The problem
Read through the data, and wherever a line holds the word "coordinates", write that line out.

Data for review
*** Block opens ***

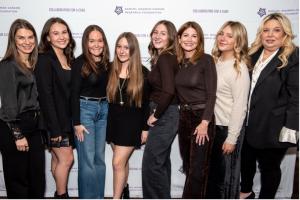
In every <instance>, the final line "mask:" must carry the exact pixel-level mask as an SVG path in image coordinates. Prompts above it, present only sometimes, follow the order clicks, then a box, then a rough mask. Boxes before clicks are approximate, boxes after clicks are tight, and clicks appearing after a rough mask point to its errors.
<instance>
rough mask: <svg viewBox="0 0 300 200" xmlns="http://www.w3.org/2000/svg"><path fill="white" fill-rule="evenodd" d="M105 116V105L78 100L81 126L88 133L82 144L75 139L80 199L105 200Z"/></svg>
mask: <svg viewBox="0 0 300 200" xmlns="http://www.w3.org/2000/svg"><path fill="white" fill-rule="evenodd" d="M107 112H108V103H107V101H100V102H98V101H89V100H82V99H80V120H81V124H82V125H83V126H85V128H86V129H87V130H88V132H89V133H88V134H87V133H85V134H84V141H83V142H79V141H78V139H77V138H76V139H75V142H76V148H77V154H78V190H79V198H84V199H103V198H104V188H105V171H106V166H105V145H106V144H105V138H106V121H107V120H106V118H107Z"/></svg>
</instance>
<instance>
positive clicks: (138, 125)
mask: <svg viewBox="0 0 300 200" xmlns="http://www.w3.org/2000/svg"><path fill="white" fill-rule="evenodd" d="M143 118H144V116H143V112H142V109H141V108H136V107H129V106H125V105H124V106H121V105H119V104H109V107H108V116H107V128H106V141H107V142H108V143H113V144H115V145H119V146H134V147H137V148H138V147H140V146H141V133H142V130H143Z"/></svg>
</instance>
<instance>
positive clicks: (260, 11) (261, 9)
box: [257, 8, 267, 17]
mask: <svg viewBox="0 0 300 200" xmlns="http://www.w3.org/2000/svg"><path fill="white" fill-rule="evenodd" d="M257 14H258V15H259V16H260V17H263V16H264V15H266V14H267V13H266V9H265V8H259V10H258V12H257Z"/></svg>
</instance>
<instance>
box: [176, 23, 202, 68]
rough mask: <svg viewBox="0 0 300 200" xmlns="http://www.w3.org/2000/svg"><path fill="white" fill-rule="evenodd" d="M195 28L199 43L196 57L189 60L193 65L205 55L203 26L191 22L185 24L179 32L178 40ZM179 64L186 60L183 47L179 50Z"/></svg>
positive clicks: (194, 54) (180, 48) (184, 23)
mask: <svg viewBox="0 0 300 200" xmlns="http://www.w3.org/2000/svg"><path fill="white" fill-rule="evenodd" d="M188 28H193V29H195V31H196V33H197V36H198V42H197V47H196V51H195V53H194V55H193V56H192V57H191V58H190V59H189V61H190V62H191V63H193V64H195V62H196V61H197V60H198V59H199V58H200V57H201V56H202V55H203V54H204V34H203V31H202V28H201V26H200V25H199V24H198V23H197V22H193V21H189V22H186V23H184V24H183V25H182V26H181V27H180V28H179V30H178V33H177V35H178V39H179V38H180V37H181V36H182V34H183V32H184V31H185V30H186V29H188ZM177 59H178V62H179V63H181V62H183V59H184V51H183V49H182V48H181V47H179V48H178V55H177Z"/></svg>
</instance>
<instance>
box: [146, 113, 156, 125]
mask: <svg viewBox="0 0 300 200" xmlns="http://www.w3.org/2000/svg"><path fill="white" fill-rule="evenodd" d="M156 121H157V119H156V118H155V117H154V114H151V115H150V117H149V118H148V120H147V124H148V126H151V127H153V126H154V124H153V123H154V122H156Z"/></svg>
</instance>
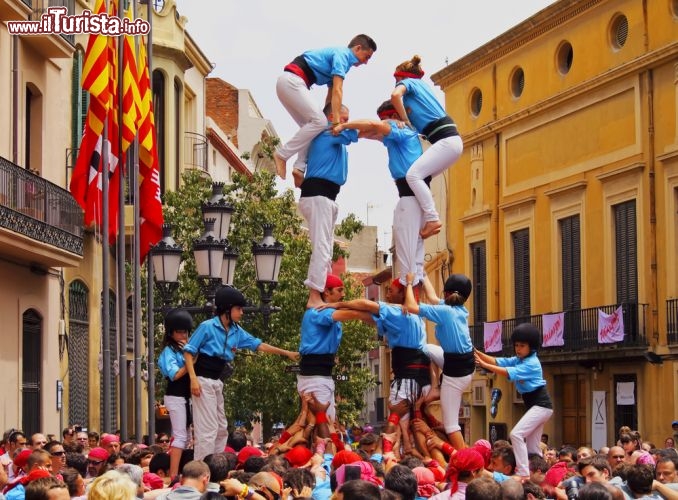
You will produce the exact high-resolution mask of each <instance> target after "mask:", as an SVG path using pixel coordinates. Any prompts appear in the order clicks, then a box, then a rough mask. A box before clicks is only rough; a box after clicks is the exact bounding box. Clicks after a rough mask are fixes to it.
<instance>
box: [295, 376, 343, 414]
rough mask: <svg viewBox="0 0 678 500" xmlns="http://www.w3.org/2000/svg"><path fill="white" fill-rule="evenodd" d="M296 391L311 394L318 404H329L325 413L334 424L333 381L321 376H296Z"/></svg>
mask: <svg viewBox="0 0 678 500" xmlns="http://www.w3.org/2000/svg"><path fill="white" fill-rule="evenodd" d="M297 391H298V392H299V396H301V393H302V392H305V393H311V392H312V393H313V394H314V395H315V398H316V399H317V400H318V402H319V403H323V404H325V403H327V402H329V403H330V406H329V407H328V408H327V411H325V413H326V414H327V416H328V417H329V419H330V420H332V422H336V416H337V410H336V408H335V404H334V379H333V378H332V377H326V376H322V375H297Z"/></svg>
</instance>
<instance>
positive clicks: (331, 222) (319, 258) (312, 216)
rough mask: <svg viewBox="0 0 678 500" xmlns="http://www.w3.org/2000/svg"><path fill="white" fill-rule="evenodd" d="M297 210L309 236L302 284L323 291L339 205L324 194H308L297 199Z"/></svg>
mask: <svg viewBox="0 0 678 500" xmlns="http://www.w3.org/2000/svg"><path fill="white" fill-rule="evenodd" d="M299 211H300V212H301V214H302V215H303V216H304V217H305V218H306V222H307V223H308V235H309V237H310V238H311V262H310V263H309V264H308V274H307V276H306V281H304V285H306V286H307V287H308V288H312V289H313V290H317V291H319V292H323V291H324V290H325V281H327V273H329V272H330V271H331V270H332V249H333V246H334V225H335V224H336V223H337V214H338V213H339V207H338V206H337V204H336V203H335V202H334V201H332V200H330V199H329V198H327V197H325V196H309V197H303V198H300V199H299Z"/></svg>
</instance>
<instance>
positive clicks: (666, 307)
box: [666, 299, 678, 344]
mask: <svg viewBox="0 0 678 500" xmlns="http://www.w3.org/2000/svg"><path fill="white" fill-rule="evenodd" d="M666 338H667V340H668V343H669V344H678V299H668V300H667V301H666Z"/></svg>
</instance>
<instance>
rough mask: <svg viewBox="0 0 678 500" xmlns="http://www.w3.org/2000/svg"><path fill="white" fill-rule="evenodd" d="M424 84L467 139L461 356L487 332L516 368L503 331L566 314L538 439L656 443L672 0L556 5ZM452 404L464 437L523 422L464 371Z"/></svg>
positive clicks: (669, 203)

*** Block closes ***

Solution to the exercise
In every <instance>, the final line "mask:" must carry the exact pixel-level mask as an SVG path in image coordinates. Prompts above it, present only sometimes, follow the order clicks, then a box, then a rough mask. Boxes before clicks are approximate, boxes after clicks are tight, and clicks appearing after a rough mask point to its errors.
You will produce the exact high-resolution mask of each <instance> target after "mask:", as an SVG path using pixel coordinates. Any prompts appear in the order clicks, then a box, then a rough mask. A box before clicks is only rough; a box after clicks is the exact bounding box. Clicks after a rough mask are fixes to it.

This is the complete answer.